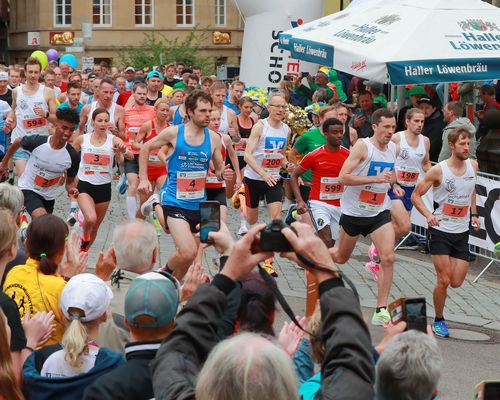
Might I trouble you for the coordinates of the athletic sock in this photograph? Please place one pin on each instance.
(131, 206)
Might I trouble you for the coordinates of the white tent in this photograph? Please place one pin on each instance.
(405, 41)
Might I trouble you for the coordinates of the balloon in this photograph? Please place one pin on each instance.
(52, 54)
(70, 59)
(42, 57)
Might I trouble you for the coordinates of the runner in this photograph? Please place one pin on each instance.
(411, 164)
(95, 174)
(191, 146)
(368, 173)
(106, 89)
(51, 157)
(325, 163)
(32, 106)
(136, 114)
(265, 156)
(453, 182)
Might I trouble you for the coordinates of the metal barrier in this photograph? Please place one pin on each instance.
(421, 232)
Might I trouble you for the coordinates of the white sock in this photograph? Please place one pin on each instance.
(131, 206)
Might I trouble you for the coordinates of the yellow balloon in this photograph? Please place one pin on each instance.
(42, 57)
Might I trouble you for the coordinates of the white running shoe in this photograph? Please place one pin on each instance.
(147, 207)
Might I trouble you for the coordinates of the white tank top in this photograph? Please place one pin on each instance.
(269, 150)
(453, 197)
(224, 122)
(370, 200)
(28, 122)
(96, 165)
(89, 127)
(409, 162)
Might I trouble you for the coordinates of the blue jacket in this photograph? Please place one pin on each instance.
(40, 387)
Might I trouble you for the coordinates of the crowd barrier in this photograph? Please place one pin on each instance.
(481, 243)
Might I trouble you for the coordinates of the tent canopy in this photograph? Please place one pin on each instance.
(404, 41)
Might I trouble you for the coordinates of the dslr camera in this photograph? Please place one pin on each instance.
(271, 238)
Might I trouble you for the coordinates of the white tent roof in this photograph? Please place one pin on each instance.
(404, 41)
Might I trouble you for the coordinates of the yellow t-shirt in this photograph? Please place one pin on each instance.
(34, 291)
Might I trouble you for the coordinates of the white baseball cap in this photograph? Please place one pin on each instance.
(88, 293)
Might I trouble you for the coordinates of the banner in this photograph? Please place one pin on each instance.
(262, 62)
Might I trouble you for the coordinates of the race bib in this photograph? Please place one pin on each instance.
(330, 189)
(407, 176)
(95, 163)
(372, 198)
(190, 185)
(240, 147)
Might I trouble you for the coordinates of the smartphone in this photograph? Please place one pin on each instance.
(416, 314)
(209, 219)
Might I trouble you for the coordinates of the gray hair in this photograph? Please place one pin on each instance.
(409, 368)
(247, 367)
(135, 243)
(11, 198)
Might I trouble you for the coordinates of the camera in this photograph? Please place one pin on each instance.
(271, 238)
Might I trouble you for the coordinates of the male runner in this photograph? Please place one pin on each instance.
(325, 164)
(51, 157)
(135, 115)
(32, 106)
(116, 112)
(368, 173)
(191, 147)
(265, 155)
(453, 182)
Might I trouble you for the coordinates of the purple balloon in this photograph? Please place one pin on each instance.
(52, 54)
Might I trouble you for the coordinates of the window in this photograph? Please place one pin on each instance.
(220, 12)
(185, 12)
(62, 12)
(144, 12)
(101, 12)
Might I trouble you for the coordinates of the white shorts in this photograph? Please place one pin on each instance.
(325, 214)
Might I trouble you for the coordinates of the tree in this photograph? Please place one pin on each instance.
(156, 49)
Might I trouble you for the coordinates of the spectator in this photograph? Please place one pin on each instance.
(409, 367)
(37, 285)
(362, 118)
(415, 93)
(150, 306)
(433, 125)
(453, 112)
(63, 371)
(347, 368)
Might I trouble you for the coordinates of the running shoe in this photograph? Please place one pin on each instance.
(291, 215)
(381, 318)
(374, 269)
(440, 328)
(269, 268)
(122, 184)
(147, 207)
(373, 254)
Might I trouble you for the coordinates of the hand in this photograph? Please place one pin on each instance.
(193, 279)
(433, 220)
(385, 177)
(304, 242)
(105, 264)
(302, 207)
(398, 190)
(269, 179)
(39, 329)
(242, 260)
(144, 186)
(290, 336)
(390, 332)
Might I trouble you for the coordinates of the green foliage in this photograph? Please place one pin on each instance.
(156, 47)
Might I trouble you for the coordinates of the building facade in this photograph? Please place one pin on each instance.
(114, 24)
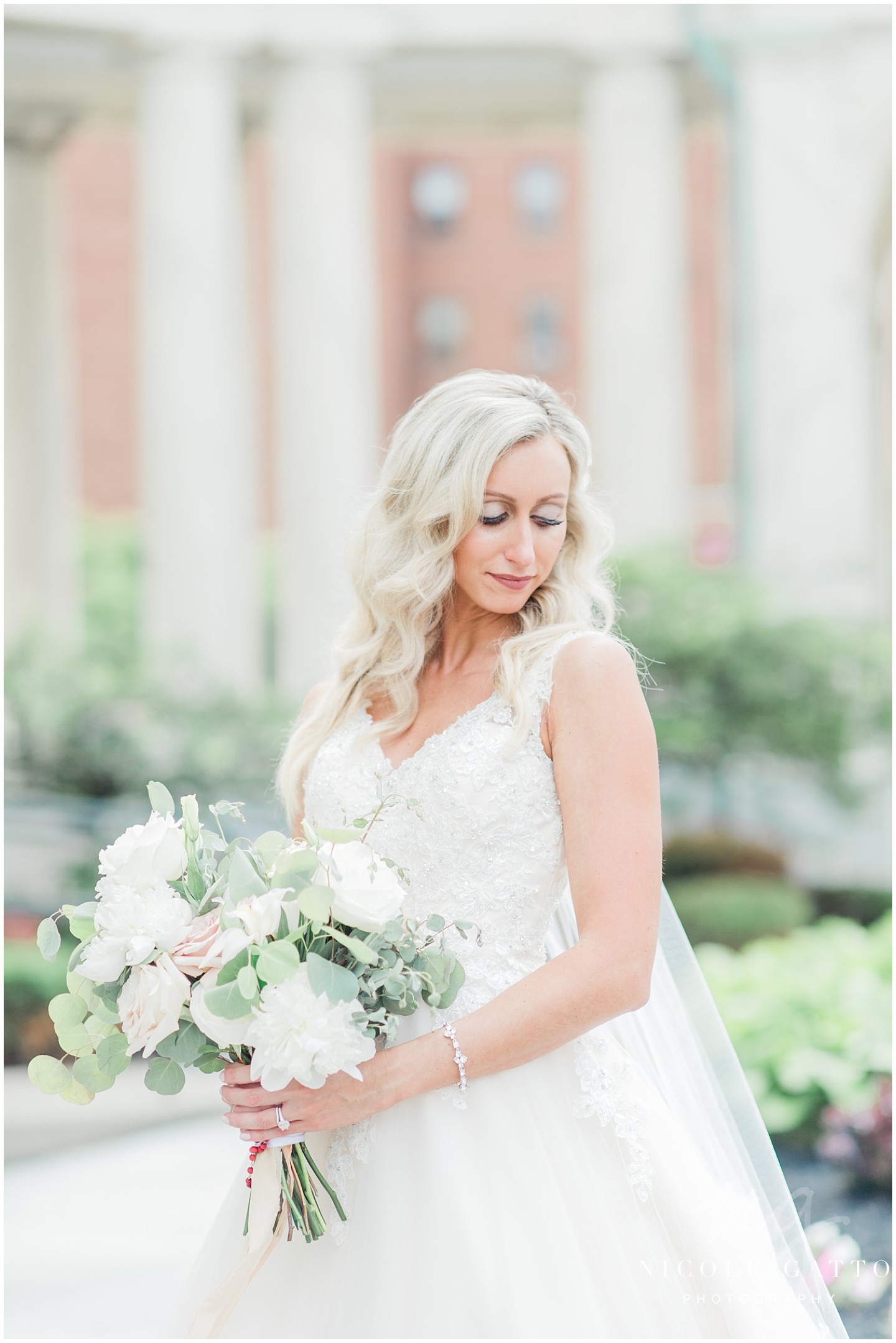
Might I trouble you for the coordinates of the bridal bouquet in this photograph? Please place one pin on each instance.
(289, 955)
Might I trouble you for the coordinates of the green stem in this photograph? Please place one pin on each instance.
(297, 1216)
(310, 1161)
(315, 1216)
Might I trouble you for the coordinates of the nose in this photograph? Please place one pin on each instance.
(520, 548)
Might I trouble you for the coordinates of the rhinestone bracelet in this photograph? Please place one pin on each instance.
(460, 1059)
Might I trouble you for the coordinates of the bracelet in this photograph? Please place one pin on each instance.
(460, 1059)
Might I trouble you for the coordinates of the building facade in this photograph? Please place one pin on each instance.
(242, 240)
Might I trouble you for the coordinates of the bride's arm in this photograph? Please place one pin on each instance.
(605, 764)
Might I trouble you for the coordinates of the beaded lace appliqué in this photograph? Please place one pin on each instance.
(347, 1146)
(604, 1087)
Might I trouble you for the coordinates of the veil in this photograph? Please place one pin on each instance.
(679, 1042)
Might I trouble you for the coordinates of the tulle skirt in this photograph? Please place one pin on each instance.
(510, 1219)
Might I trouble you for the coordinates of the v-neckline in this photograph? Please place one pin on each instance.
(434, 736)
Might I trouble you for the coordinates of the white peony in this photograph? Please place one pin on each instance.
(299, 1036)
(259, 915)
(146, 854)
(149, 1004)
(258, 919)
(223, 1031)
(367, 895)
(131, 925)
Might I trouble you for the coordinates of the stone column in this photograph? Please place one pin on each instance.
(327, 358)
(42, 496)
(816, 156)
(635, 297)
(202, 604)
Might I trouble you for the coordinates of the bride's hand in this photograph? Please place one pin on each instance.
(342, 1100)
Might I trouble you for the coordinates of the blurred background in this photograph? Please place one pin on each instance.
(240, 241)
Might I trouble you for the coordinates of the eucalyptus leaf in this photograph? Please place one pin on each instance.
(226, 1001)
(77, 1093)
(160, 800)
(315, 903)
(75, 1040)
(455, 983)
(248, 983)
(339, 983)
(271, 845)
(190, 813)
(49, 1075)
(49, 939)
(104, 1012)
(242, 879)
(97, 1029)
(86, 911)
(112, 1055)
(359, 948)
(164, 1076)
(183, 1046)
(229, 971)
(213, 841)
(86, 1072)
(292, 864)
(213, 1065)
(68, 1009)
(345, 835)
(278, 962)
(82, 988)
(227, 809)
(82, 929)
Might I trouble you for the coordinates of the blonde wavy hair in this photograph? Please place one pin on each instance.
(430, 492)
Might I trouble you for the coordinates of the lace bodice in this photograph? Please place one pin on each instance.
(485, 841)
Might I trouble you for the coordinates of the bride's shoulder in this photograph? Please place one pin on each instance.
(594, 672)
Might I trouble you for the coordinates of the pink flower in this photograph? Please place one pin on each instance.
(149, 1005)
(195, 954)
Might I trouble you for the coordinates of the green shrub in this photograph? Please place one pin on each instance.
(687, 856)
(863, 905)
(734, 908)
(734, 677)
(809, 1016)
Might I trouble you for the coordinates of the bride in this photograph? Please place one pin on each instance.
(579, 1157)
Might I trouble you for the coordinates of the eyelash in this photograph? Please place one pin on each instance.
(502, 517)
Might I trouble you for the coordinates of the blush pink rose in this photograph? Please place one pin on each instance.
(194, 954)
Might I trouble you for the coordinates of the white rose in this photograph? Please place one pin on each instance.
(299, 1036)
(229, 943)
(195, 953)
(147, 854)
(131, 925)
(103, 959)
(223, 1031)
(367, 895)
(259, 915)
(149, 1004)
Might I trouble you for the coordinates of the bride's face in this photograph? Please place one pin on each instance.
(515, 545)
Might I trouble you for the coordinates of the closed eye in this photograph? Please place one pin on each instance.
(536, 517)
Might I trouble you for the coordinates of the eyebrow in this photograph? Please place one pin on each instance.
(508, 498)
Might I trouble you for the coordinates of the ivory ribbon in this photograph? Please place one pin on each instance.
(258, 1244)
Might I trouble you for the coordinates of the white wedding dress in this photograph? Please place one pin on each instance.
(572, 1197)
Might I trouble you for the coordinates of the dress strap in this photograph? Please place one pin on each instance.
(543, 673)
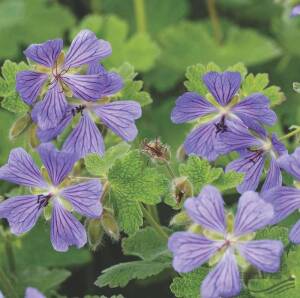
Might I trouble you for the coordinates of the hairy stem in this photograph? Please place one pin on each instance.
(154, 223)
(213, 14)
(140, 17)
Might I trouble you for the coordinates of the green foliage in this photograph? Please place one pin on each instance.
(120, 275)
(11, 101)
(99, 166)
(188, 284)
(132, 183)
(138, 49)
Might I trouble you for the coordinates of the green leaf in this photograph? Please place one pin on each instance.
(146, 244)
(11, 100)
(120, 275)
(199, 172)
(188, 285)
(139, 49)
(99, 166)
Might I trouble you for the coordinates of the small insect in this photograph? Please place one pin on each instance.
(78, 109)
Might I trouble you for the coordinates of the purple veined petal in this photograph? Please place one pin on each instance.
(86, 48)
(255, 107)
(285, 201)
(58, 163)
(85, 138)
(119, 116)
(190, 106)
(66, 230)
(252, 165)
(33, 293)
(85, 197)
(87, 87)
(274, 177)
(236, 137)
(223, 86)
(291, 163)
(223, 280)
(208, 209)
(263, 254)
(29, 85)
(51, 110)
(45, 53)
(294, 235)
(278, 145)
(253, 213)
(21, 212)
(201, 141)
(191, 250)
(21, 169)
(47, 135)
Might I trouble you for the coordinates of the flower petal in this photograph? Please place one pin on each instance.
(86, 48)
(274, 177)
(21, 169)
(85, 197)
(45, 53)
(66, 230)
(21, 212)
(29, 84)
(58, 163)
(263, 254)
(294, 235)
(87, 87)
(190, 106)
(223, 280)
(51, 110)
(257, 108)
(33, 293)
(191, 250)
(253, 213)
(285, 201)
(201, 141)
(85, 138)
(119, 116)
(223, 86)
(252, 165)
(207, 209)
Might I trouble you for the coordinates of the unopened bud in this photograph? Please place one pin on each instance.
(156, 150)
(19, 126)
(110, 225)
(180, 219)
(181, 189)
(95, 232)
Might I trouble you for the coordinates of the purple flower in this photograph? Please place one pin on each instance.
(119, 116)
(253, 111)
(221, 241)
(254, 148)
(61, 75)
(22, 212)
(295, 11)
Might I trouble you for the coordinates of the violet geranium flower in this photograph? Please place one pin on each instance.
(220, 241)
(119, 116)
(61, 75)
(255, 148)
(253, 111)
(22, 212)
(286, 200)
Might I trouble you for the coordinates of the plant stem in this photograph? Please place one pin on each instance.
(291, 134)
(140, 17)
(153, 223)
(213, 14)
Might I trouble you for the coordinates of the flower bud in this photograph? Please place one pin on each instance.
(95, 232)
(110, 225)
(19, 126)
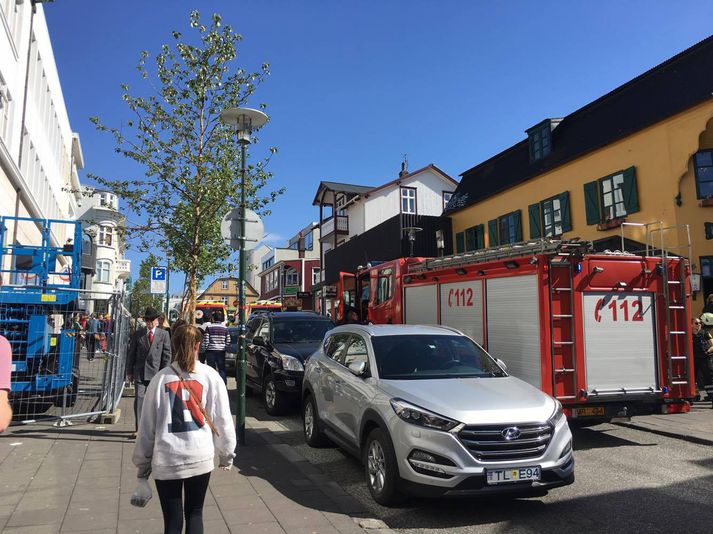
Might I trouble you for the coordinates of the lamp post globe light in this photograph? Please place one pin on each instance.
(244, 120)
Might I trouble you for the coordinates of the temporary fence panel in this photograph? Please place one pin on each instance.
(61, 368)
(619, 342)
(420, 306)
(514, 325)
(462, 308)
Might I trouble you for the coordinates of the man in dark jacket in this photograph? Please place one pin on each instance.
(149, 352)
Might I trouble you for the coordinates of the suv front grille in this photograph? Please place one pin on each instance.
(488, 443)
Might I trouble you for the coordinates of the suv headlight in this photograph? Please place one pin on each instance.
(557, 415)
(290, 363)
(419, 416)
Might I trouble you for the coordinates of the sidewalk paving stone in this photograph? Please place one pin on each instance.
(80, 478)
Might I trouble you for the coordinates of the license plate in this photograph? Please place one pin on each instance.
(512, 474)
(590, 411)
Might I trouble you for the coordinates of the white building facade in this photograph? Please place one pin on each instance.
(39, 154)
(102, 220)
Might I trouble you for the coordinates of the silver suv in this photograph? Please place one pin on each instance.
(429, 412)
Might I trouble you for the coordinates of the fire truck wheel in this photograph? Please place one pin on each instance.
(272, 398)
(380, 468)
(311, 424)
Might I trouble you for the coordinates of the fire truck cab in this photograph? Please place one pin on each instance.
(604, 333)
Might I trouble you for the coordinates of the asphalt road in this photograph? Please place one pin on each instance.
(626, 481)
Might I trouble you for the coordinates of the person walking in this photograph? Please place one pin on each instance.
(5, 375)
(92, 335)
(149, 352)
(215, 343)
(703, 359)
(185, 421)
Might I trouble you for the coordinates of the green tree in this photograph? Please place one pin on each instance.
(141, 297)
(191, 159)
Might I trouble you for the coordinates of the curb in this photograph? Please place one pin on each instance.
(683, 437)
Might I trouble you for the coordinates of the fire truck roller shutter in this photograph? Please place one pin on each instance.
(420, 306)
(619, 341)
(462, 308)
(514, 325)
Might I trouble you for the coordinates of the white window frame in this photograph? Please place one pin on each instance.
(408, 200)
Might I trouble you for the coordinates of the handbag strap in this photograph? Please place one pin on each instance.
(198, 402)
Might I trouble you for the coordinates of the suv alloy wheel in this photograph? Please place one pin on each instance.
(311, 424)
(382, 474)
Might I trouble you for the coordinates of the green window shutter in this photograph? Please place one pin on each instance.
(517, 221)
(460, 242)
(470, 239)
(535, 221)
(564, 208)
(480, 236)
(591, 202)
(631, 195)
(493, 233)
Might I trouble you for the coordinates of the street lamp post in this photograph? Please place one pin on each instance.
(245, 120)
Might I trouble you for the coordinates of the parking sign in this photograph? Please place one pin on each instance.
(158, 280)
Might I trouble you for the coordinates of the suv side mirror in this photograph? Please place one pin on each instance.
(357, 368)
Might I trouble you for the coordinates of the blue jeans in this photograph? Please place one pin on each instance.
(216, 360)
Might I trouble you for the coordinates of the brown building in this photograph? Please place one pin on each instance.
(225, 289)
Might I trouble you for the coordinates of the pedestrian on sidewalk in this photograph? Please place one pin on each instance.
(215, 343)
(5, 375)
(149, 352)
(703, 358)
(186, 420)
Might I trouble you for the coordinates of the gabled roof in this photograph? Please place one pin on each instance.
(675, 85)
(339, 187)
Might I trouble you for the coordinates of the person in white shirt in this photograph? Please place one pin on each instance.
(185, 422)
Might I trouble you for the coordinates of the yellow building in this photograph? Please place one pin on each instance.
(642, 153)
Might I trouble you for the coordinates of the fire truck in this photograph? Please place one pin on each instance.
(607, 334)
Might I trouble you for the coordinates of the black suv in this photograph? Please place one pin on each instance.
(278, 344)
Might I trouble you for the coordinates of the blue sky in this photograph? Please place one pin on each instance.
(357, 84)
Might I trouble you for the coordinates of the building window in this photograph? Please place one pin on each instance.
(550, 218)
(105, 235)
(292, 277)
(475, 238)
(505, 230)
(540, 141)
(103, 271)
(408, 200)
(704, 173)
(447, 195)
(611, 197)
(385, 285)
(315, 275)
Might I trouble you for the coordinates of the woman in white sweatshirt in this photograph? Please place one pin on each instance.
(185, 421)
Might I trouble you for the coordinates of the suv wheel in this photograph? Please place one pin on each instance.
(272, 398)
(311, 424)
(382, 474)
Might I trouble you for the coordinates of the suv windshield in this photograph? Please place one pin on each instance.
(300, 330)
(431, 356)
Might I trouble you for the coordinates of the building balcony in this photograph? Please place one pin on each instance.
(123, 268)
(327, 226)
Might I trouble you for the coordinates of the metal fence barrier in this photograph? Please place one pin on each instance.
(67, 363)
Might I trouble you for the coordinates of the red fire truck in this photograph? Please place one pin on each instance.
(605, 333)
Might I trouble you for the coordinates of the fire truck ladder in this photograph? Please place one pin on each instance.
(562, 347)
(674, 293)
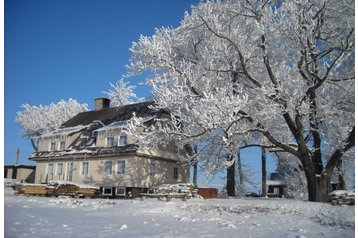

What to produce: Only the lines from the line with "Might I trouble you for the coordinates of the red" through the end of the entries above, copied exactly and with both ends included, belong in the response; the pictures do not.

Written reply:
Might I trouble you for the coordinates of the red fire truck in this photograph? Please place one pin on each instance.
(605, 333)
Might I trouble you for the coordinates of the fire truck ladder in this photograph? Please place one pin on each instance.
(562, 347)
(674, 293)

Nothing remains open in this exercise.